**ABOUT THIS TASK:**
Which lines of the data contain the string "metal"? Copy every one.

*** GIVEN DATA

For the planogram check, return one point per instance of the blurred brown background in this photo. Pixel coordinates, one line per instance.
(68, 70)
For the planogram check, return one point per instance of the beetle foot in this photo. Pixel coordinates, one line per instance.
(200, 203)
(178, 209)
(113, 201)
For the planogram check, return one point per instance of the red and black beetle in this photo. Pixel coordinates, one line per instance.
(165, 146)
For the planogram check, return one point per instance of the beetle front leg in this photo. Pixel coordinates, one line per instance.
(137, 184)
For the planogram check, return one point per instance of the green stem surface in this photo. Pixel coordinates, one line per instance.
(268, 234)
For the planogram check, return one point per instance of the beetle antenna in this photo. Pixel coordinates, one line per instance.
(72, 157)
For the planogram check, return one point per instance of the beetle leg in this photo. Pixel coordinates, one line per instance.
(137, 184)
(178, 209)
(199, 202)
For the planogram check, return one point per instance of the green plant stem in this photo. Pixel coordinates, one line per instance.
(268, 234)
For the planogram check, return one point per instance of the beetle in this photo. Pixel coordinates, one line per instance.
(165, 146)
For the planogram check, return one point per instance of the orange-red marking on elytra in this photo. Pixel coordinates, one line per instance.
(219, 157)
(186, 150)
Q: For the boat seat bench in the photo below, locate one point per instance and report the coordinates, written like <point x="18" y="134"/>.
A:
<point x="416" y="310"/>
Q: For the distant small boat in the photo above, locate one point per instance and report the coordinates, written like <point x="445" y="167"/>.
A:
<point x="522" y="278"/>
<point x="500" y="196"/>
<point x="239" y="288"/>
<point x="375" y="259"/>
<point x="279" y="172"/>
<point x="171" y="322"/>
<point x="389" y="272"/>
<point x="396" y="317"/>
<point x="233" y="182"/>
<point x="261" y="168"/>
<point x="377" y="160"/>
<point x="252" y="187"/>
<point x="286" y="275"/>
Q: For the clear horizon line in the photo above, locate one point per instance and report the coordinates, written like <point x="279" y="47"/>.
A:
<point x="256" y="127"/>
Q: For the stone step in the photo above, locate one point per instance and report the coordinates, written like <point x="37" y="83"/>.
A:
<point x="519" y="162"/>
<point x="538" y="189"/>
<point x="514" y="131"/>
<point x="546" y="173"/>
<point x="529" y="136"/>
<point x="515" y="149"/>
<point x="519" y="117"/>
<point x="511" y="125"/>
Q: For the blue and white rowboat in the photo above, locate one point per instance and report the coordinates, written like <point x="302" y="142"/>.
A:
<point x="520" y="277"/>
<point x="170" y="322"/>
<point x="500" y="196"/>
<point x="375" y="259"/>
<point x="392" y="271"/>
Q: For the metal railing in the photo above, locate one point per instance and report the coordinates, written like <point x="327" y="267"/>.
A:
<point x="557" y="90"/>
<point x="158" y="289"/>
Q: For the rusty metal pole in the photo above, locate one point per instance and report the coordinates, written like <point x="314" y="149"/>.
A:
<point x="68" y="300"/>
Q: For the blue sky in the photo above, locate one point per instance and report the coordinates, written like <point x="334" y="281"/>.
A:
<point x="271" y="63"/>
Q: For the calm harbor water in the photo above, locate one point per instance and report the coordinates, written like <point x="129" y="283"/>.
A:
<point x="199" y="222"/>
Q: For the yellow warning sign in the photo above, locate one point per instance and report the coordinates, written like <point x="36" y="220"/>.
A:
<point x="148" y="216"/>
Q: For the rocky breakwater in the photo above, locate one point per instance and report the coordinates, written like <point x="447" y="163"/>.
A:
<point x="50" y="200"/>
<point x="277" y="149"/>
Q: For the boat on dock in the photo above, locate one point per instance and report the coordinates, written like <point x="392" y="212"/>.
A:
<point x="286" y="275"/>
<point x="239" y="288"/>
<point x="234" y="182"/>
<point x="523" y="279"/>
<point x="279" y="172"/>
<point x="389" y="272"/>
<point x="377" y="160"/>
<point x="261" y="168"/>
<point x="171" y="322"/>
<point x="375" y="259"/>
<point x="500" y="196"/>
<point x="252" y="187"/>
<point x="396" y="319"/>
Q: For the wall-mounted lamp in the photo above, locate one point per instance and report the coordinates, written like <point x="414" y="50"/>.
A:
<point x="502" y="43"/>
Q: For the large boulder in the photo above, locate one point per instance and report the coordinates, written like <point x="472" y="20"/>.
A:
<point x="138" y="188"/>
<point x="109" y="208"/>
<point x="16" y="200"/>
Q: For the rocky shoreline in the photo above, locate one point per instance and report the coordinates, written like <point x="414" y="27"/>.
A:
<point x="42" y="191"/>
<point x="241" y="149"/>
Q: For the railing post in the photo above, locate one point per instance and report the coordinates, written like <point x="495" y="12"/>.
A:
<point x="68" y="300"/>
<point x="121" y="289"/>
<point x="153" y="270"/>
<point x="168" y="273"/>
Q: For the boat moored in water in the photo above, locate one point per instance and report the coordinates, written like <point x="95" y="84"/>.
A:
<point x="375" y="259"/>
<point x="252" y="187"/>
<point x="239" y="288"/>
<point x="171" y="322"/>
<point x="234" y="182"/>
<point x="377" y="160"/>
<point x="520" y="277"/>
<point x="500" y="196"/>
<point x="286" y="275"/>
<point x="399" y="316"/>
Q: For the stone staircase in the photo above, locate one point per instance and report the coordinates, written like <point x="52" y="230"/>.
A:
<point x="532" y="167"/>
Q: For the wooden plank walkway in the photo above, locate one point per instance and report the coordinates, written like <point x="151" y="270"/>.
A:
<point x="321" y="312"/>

******

**OUTPUT BELOW:**
Q: For the metal railing in the photo above, locate one point per instance and report the coordinates, written like <point x="327" y="267"/>.
Q: For the rusty metal pole in the photo above, locate one point per instance and report the coordinates, written like <point x="314" y="149"/>.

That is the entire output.